---- Source material
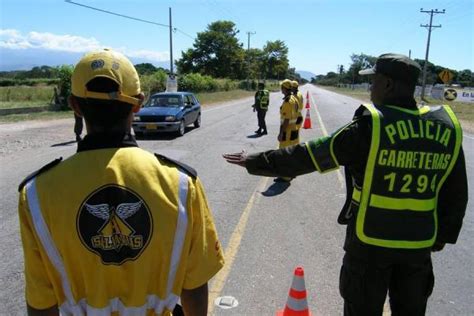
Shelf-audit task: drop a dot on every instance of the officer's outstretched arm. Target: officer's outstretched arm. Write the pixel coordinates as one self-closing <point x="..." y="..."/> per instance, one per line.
<point x="195" y="301"/>
<point x="236" y="158"/>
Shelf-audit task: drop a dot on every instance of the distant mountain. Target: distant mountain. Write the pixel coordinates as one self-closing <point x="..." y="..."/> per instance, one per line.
<point x="25" y="59"/>
<point x="306" y="74"/>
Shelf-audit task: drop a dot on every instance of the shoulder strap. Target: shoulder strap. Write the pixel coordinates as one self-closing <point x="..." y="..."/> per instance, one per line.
<point x="39" y="171"/>
<point x="182" y="166"/>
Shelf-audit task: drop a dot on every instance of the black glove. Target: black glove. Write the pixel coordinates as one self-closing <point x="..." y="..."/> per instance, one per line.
<point x="438" y="246"/>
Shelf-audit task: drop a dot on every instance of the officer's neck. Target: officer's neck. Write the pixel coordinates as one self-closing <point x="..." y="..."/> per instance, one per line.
<point x="403" y="102"/>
--------
▶ **About this exercise**
Each entry is to be returned precisely as it appears, but the pictures are to be dropped.

▶ **Task answer**
Shelf-audit task: drop a dot on every instance of the officer's outstretched arm. Target: officer's outstretched arm. Write the pixel coordinates as one self-closing <point x="..." y="..."/> per instance, one per line.
<point x="195" y="301"/>
<point x="236" y="158"/>
Shelf-audit task: drop a dot on every instance of the distant mountain. Target: distant mountain. Write the pixel coordinates as one self-closing <point x="..." y="..."/> per instance, one per line.
<point x="25" y="59"/>
<point x="306" y="74"/>
Shelf-audit task: drop a dot on every instance of the shoulder strap. Target: shoulder strap. Write the pixel coordinates as one self-closing <point x="..." y="..."/> per instance, one per line.
<point x="39" y="171"/>
<point x="182" y="166"/>
Shelf-audit task: drop a dot on every instance of the black glove. Target: black glove. Write the pixel coordinates as one self-closing <point x="..." y="..."/> per instance, one per line.
<point x="438" y="246"/>
Shelf-audit task: drop a dot on every instance of the officer's neck. Target: officer's neck. Write the pixel coordinates as one self-closing <point x="..." y="..."/> per instance, one per line.
<point x="403" y="102"/>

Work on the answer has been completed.